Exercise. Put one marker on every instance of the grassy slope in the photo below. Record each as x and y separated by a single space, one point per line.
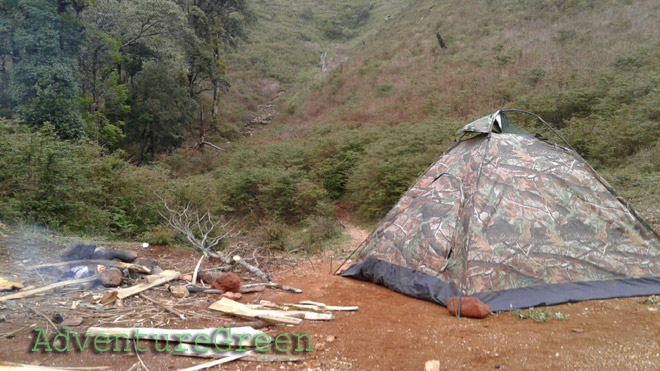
590 68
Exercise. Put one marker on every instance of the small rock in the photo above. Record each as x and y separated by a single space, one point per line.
433 365
72 321
108 297
227 282
232 295
179 291
470 307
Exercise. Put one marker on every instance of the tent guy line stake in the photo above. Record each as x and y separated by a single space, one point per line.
351 254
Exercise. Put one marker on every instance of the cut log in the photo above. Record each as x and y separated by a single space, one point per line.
210 336
232 307
190 351
168 276
273 285
207 290
109 263
252 269
27 293
111 277
179 291
109 254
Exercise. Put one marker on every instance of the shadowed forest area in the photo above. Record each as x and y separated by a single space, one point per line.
283 116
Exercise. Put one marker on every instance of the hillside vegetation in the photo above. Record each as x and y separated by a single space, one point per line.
357 135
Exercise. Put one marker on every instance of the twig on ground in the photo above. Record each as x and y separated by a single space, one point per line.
137 353
46 318
10 334
196 271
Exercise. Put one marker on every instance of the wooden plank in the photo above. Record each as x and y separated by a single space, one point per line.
183 335
191 351
7 366
27 293
129 291
232 307
308 315
327 307
203 366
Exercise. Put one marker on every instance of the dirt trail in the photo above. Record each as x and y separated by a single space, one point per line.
389 332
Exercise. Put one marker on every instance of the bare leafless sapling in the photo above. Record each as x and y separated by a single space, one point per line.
202 230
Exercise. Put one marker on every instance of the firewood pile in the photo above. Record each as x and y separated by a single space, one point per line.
104 288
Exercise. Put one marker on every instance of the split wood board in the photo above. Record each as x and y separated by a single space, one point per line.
232 307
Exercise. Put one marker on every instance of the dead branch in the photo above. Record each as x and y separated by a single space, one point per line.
203 231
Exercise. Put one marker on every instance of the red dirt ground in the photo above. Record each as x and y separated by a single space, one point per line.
389 332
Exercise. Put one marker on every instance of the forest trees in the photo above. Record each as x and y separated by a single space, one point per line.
127 73
40 42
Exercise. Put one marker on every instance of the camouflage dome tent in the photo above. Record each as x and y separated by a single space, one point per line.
515 222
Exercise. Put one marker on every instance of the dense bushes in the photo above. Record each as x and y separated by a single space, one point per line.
72 186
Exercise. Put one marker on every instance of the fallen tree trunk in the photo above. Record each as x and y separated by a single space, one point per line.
252 269
27 293
109 263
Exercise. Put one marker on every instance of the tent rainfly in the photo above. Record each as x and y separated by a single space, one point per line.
515 222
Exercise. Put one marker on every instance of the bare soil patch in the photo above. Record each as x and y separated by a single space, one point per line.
390 331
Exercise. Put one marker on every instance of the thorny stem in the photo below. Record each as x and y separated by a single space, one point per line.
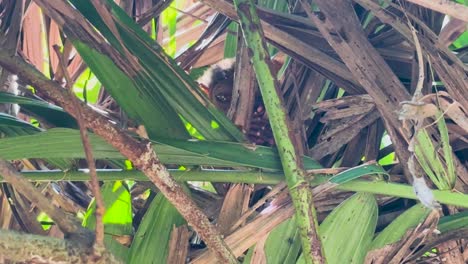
140 153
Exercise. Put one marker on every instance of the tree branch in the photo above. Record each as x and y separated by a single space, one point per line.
298 184
140 153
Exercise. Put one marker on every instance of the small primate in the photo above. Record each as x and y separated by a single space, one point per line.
219 81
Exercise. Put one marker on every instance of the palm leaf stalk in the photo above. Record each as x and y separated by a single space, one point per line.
299 187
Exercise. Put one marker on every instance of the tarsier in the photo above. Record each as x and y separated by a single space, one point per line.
218 80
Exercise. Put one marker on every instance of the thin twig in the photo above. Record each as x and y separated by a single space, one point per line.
94 182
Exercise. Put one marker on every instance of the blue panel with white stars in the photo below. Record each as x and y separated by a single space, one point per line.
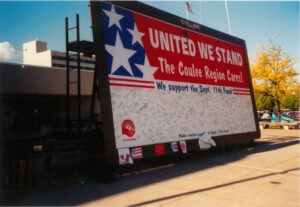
117 21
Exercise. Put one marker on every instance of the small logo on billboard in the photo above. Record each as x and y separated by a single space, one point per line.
159 149
174 146
124 156
183 146
128 128
136 153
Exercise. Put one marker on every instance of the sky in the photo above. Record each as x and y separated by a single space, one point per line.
24 21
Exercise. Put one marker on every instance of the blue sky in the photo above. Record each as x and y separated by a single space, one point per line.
23 21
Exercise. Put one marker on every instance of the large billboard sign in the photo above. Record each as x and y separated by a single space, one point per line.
166 81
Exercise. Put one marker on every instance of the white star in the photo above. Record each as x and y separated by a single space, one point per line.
147 69
114 18
136 35
120 55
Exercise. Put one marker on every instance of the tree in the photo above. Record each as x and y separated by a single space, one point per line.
264 103
273 73
290 101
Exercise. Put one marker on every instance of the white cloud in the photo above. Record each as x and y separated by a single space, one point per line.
8 52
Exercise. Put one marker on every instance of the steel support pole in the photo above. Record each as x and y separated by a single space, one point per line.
67 76
78 72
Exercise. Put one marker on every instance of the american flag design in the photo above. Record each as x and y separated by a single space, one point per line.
159 149
124 156
137 153
128 64
174 146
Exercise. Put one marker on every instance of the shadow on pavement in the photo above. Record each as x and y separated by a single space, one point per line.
168 169
211 188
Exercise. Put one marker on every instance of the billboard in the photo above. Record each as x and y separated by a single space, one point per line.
166 82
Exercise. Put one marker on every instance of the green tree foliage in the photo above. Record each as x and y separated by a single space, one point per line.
273 75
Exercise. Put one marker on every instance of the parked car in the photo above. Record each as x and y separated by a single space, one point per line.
294 115
283 117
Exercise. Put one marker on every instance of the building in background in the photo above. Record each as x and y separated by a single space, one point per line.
36 53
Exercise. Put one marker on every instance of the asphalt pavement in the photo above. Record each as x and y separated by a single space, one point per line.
263 174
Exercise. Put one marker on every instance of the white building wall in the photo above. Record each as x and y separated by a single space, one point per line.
36 53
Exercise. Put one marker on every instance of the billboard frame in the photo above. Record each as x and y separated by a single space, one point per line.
101 73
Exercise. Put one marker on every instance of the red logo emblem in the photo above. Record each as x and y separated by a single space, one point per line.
128 128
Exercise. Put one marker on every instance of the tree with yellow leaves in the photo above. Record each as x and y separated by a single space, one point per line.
273 73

## Task goal
Turn the listing above into a Markdown table with two columns, Row and Line, giving each nonblank line its own numbered row. Omit the pictures.

## Reply to the task
| Row | Line |
|---|---|
| 1 | Exercise. Put one marker on every instance of the grassy slope in the photo below. Record each as x and y separated by a single space, one point per line. |
| 2 | 590 68 |
| 3 | Exercise. Put one marker on every instance of the small rock in the photo above. Record each as x and y separated by a single space, one point per line. |
| 4 | 433 365 |
| 5 | 72 321 |
| 6 | 108 297 |
| 7 | 227 282 |
| 8 | 232 295 |
| 9 | 179 291 |
| 10 | 470 307 |
| 11 | Exercise. Put one marker on every instance of the tent guy line stake in the photo above. Record each as x and y separated by a single space, one point per line. |
| 12 | 351 254 |
| 13 | Exercise. Put one marker on every instance of the cut log in the photo above. Record each as x and y separated by a single space, one point per line. |
| 14 | 210 336 |
| 15 | 232 307 |
| 16 | 190 351 |
| 17 | 168 276 |
| 18 | 273 285 |
| 19 | 207 290 |
| 20 | 109 263 |
| 21 | 252 269 |
| 22 | 27 293 |
| 23 | 111 277 |
| 24 | 179 291 |
| 25 | 109 254 |
| 26 | Exercise. Put one marker on every instance of the shadowed forest area in the photo above. Record each as x and y separated by a single space, one point per line. |
| 27 | 283 116 |
| 28 | Exercise. Put one marker on every instance of the hillside vegetation in the photo above. Record each as x and y separated by a single space, one point per line. |
| 29 | 357 135 |
| 30 | Exercise. Put one marker on every instance of the twig on ground in the photo above. Record each as x and y separated by a single space, one point per line. |
| 31 | 137 353 |
| 32 | 46 318 |
| 33 | 10 334 |
| 34 | 196 271 |
| 35 | Exercise. Put one marker on every instance of the wooden plank in the photo above. Record each as x and y separated by a single space, one point per line. |
| 36 | 183 335 |
| 37 | 191 351 |
| 38 | 7 366 |
| 39 | 27 293 |
| 40 | 129 291 |
| 41 | 232 307 |
| 42 | 308 315 |
| 43 | 327 307 |
| 44 | 203 366 |
| 45 | Exercise. Put one marker on every instance of the dirt trail in the photo above. Record each as x and y separated by a single space, one point per line. |
| 46 | 389 332 |
| 47 | Exercise. Put one marker on every instance of the bare leafless sapling in the photo above. Record each as x and y separated by a single space, one point per line. |
| 48 | 202 230 |
| 49 | Exercise. Put one marker on every instance of the firewood pile in the photo above. Record each as x and y separated by a single space, one point per line. |
| 50 | 104 288 |
| 51 | Exercise. Put one marker on every instance of the split wood board in the photo above. Record each as x and y separated by a single space, one point per line. |
| 52 | 232 307 |
| 53 | Exercise. Put one marker on every instance of the dead branch in the photo above. Record each as x and y separated by a single space, one point per line. |
| 54 | 203 231 |
| 55 | Exercise. Put one marker on every instance of the red dirt ground in the photo above. Record each as x and y separated by a single space, one point per line. |
| 56 | 389 332 |
| 57 | Exercise. Put one marker on every instance of the forest trees in the photo above. Record each as x and y separated by a single space, one point per line. |
| 58 | 127 73 |
| 59 | 40 42 |
| 60 | Exercise. Put one marker on every instance of the camouflage dome tent in the photo above. Record each as x and y separated by a single space, one point per line. |
| 61 | 515 222 |
| 62 | Exercise. Put one marker on every instance of the dense bushes in the photo above. Record each as x and y separated by a single space, one point per line. |
| 63 | 72 186 |
| 64 | Exercise. Put one marker on every instance of the fallen tree trunk in the photo above. Record each as x and y separated by a single space, one point per line. |
| 65 | 252 269 |
| 66 | 27 293 |
| 67 | 109 263 |
| 68 | Exercise. Put one marker on every instance of the tent rainfly in the photo above. Record each as x and y separated by a single space, one point per line. |
| 69 | 515 222 |
| 70 | Exercise. Put one marker on every instance of the bare soil patch in the photo above. Record each as x and y separated by a single space, one point per line. |
| 71 | 390 331 |
| 72 | Exercise. Put one marker on every instance of the thorny stem in the photo below. Record each as x and y separated by a single space, one point per line. |
| 73 | 140 153 |
| 74 | Exercise. Put one marker on every instance of the tree branch in the photo above. Record each as x and y separated by a single space, one point per line. |
| 75 | 298 184 |
| 76 | 140 153 |
| 77 | Exercise. Put one marker on every instance of the small primate in the photo above. Record each as x and y separated by a single space, one point per line. |
| 78 | 219 81 |
| 79 | Exercise. Put one marker on every instance of the palm leaf stalk in the photo above. Record each as x and y separated by a single space, one point per line. |
| 80 | 299 187 |
| 81 | Exercise. Put one marker on every instance of the tarsier in the photo above. Record each as x and y separated by a single space, one point per line. |
| 82 | 218 80 |
| 83 | Exercise. Put one marker on every instance of the thin twig in the photo above. Record each as x and y separated by a single space, one point per line. |
| 84 | 94 182 |
| 85 | Exercise. Put one marker on every instance of the blue panel with white stars in the photo below. Record each as x and y separated by a single space, one point per line. |
| 86 | 117 21 |
| 87 | Exercise. Put one marker on every instance of the small logo on billboard in the photo above. Record each as x and y separated by a single space, one point per line. |
| 88 | 159 149 |
| 89 | 174 146 |
| 90 | 124 156 |
| 91 | 183 146 |
| 92 | 128 128 |
| 93 | 136 153 |
| 94 | Exercise. Put one marker on every instance of the sky in the photo above. Record each as x and y separated by a single space, one point per line. |
| 95 | 24 21 |
| 96 | Exercise. Put one marker on every instance of the blue sky in the photo above. Record each as x and y separated by a single space, one point per line. |
| 97 | 23 21 |
| 98 | Exercise. Put one marker on every instance of the large billboard sign in the photo above. Record each as x and y separated by a single space, one point per line. |
| 99 | 166 81 |
| 100 | Exercise. Put one marker on every instance of the white star in the photo above. Record each as x and y separated by a single space, one point per line. |
| 101 | 147 69 |
| 102 | 114 18 |
| 103 | 136 35 |
| 104 | 120 55 |
| 105 | Exercise. Put one marker on every instance of the tree in the photo above. Record each as x and y separated by a single space, one point per line. |
| 106 | 264 103 |
| 107 | 273 73 |
| 108 | 290 101 |
| 109 | Exercise. Put one marker on every instance of the white cloud in the photo above. Record each as x and y separated by a single space, one point per line. |
| 110 | 8 52 |
| 111 | Exercise. Put one marker on every instance of the steel support pole in the photo above. Record each as x and y separated by a single space, one point per line. |
| 112 | 67 76 |
| 113 | 78 72 |
| 114 | Exercise. Put one marker on every instance of the american flag design in the photo above. Record each as x and y separated by a single space, one point per line. |
| 115 | 159 149 |
| 116 | 124 156 |
| 117 | 137 153 |
| 118 | 128 64 |
| 119 | 174 146 |
| 120 | Exercise. Put one marker on every instance of the shadow on pavement in the photo above. Record each as x and y separated by a single space, one point per line. |
| 121 | 168 169 |
| 122 | 211 188 |
| 123 | Exercise. Put one marker on every instance of the billboard in the photo above. Record each as x and y separated by a single space, one point per line. |
| 124 | 166 82 |
| 125 | Exercise. Put one marker on every instance of the green tree foliage in the photo above. Record each as x and y separated by a single space, one point per line. |
| 126 | 273 75 |
| 127 | Exercise. Put one marker on every instance of the parked car in the photo above. Record each as x and y separated by a single space, one point per line. |
| 128 | 294 115 |
| 129 | 283 117 |
| 130 | Exercise. Put one marker on every instance of the building in background in the photo above. Record each as x and y separated by a single space, one point per line. |
| 131 | 36 53 |
| 132 | Exercise. Put one marker on every instance of the asphalt pavement in the photo above. Record each as x and y separated by a single space, one point per line. |
| 133 | 263 174 |
| 134 | Exercise. Put one marker on every instance of the white building wall in the photo above. Record each as x and y separated by a single space, one point per line. |
| 135 | 36 53 |
| 136 | Exercise. Put one marker on every instance of the billboard frame in the photo above. Record each as x and y separated by a single space, one point per line. |
| 137 | 101 73 |
| 138 | Exercise. Put one marker on every instance of the red logo emblem in the photo above. Record each as x and y separated by a single space, one point per line. |
| 139 | 128 128 |
| 140 | Exercise. Put one marker on every instance of the tree with yellow leaves in the photo above. Record each as x and y separated by a single space, one point per line. |
| 141 | 273 73 |